■ Page extract
━━━━━━━━

Review by Booklist Review
In the start of his new urban-fiction Promises series, K'wan introduces Promise Mohammed as she is trying to get through high school while living with her abusive aunt and cousin in Newark, New Jersey. Her mother died in a car crash, and if it weren't for her friends Mouse and Keys, she would have no allies. Mouse is tired of trying to find food for herself and her little sister after her mother runs through all their money for drugs. She begins working for the second-in-command of the local street-drug empire at high cost to herself. Keys gets a job playing piano at a local hotel, but he nearly blows an opportunity for a bigger gig due to his jealousy of Promise's crush on gangster Asher. Readers will see the potential of K'wan's three richly dimensional characters even as they're ground down by harrowing circumstances in this engaging tale, as all three are forced to make painful choices. The ending has several surprises, and readers will want to find out what happens next to Promise and her friends.
From Booklist, Copyright (c) American Library Association. Used with permission.

━━━━━━━━

A block of data

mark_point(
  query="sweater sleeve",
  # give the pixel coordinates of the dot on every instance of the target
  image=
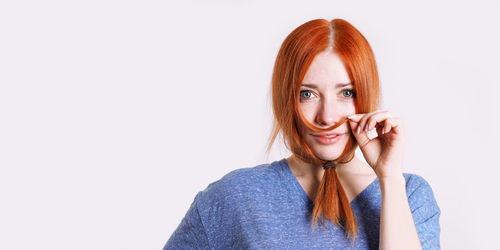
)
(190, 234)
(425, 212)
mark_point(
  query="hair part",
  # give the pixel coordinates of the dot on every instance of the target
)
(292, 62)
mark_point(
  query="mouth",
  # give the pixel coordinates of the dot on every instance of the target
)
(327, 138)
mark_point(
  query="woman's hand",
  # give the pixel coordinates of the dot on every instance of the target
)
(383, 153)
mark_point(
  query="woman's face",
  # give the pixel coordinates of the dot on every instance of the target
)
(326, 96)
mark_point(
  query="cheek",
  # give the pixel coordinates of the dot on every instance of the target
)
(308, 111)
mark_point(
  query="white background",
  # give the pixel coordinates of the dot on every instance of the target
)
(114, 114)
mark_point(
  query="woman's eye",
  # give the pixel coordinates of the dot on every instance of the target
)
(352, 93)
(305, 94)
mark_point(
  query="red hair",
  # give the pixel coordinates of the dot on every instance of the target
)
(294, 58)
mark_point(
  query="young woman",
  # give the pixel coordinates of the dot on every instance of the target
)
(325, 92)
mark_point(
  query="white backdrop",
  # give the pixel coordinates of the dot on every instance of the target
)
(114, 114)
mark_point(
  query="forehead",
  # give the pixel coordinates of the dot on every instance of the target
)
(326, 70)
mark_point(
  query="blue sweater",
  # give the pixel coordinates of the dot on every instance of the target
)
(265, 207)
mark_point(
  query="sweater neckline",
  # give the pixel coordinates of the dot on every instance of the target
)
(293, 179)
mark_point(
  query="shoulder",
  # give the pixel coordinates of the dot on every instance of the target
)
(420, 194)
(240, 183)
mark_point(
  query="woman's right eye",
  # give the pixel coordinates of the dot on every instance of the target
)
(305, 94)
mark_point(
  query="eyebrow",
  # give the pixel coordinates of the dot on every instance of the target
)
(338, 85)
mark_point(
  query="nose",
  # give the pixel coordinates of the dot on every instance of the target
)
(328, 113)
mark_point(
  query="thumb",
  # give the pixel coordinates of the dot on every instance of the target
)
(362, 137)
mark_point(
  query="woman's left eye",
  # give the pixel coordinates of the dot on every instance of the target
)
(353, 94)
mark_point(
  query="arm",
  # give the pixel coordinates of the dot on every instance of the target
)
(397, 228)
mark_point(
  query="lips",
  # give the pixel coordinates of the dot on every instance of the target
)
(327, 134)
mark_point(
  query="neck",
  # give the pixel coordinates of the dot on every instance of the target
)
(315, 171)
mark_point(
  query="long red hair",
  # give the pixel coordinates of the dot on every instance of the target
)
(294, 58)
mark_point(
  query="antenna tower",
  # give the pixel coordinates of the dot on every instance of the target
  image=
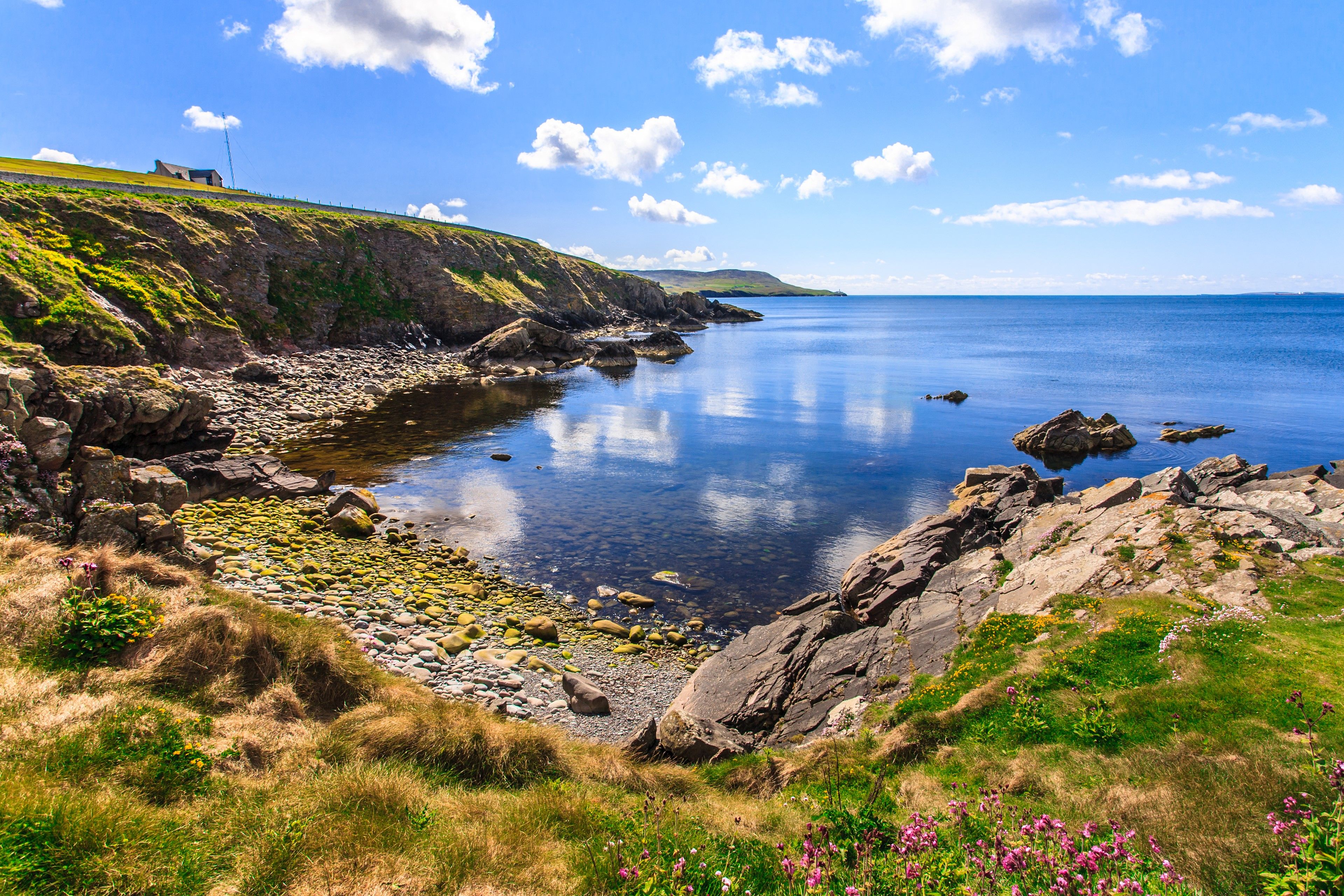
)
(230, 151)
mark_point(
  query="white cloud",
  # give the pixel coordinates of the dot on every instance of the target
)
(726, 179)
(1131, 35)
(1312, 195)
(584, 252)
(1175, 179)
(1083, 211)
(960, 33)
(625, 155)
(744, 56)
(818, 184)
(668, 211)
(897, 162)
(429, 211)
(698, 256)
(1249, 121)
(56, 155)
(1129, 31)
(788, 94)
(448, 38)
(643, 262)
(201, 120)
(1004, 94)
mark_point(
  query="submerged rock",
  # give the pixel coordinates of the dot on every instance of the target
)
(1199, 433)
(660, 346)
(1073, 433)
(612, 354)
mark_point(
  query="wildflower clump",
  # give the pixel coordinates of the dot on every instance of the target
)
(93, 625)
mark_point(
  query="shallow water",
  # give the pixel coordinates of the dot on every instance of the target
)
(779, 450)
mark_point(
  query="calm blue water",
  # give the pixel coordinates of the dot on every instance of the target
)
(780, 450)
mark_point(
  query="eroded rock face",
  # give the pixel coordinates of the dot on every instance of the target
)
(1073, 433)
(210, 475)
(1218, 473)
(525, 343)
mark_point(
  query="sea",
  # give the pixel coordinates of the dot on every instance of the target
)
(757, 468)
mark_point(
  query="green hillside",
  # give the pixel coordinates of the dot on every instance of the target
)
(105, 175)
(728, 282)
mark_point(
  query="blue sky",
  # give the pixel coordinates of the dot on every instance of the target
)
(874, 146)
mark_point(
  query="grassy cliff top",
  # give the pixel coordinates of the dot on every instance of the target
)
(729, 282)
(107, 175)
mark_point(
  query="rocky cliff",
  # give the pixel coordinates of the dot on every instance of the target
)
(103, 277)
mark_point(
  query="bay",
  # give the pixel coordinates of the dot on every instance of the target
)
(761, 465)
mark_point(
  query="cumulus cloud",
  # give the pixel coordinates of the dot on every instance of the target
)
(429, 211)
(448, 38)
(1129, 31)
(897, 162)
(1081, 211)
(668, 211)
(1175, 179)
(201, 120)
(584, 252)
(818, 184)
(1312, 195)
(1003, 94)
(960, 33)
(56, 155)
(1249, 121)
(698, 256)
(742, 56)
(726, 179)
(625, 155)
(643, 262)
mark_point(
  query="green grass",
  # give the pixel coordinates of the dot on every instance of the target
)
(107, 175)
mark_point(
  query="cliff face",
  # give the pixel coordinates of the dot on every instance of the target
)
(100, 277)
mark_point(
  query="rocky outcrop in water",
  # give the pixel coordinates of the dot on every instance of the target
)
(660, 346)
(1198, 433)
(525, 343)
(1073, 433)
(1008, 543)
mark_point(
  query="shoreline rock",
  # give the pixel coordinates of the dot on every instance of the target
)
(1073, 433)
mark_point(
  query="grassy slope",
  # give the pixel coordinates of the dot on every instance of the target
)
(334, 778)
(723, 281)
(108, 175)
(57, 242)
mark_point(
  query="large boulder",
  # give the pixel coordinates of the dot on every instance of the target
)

━━━━━━━━

■ Written instruction 1
According to the book review, what job does Keys get?
■ Written instruction 2
Show every line in the records that holds the string "grassy".

■ Full response 1
He plays piano at a local hotel.

■ Full response 2
  query="grassy cliff top",
  query="grassy slope",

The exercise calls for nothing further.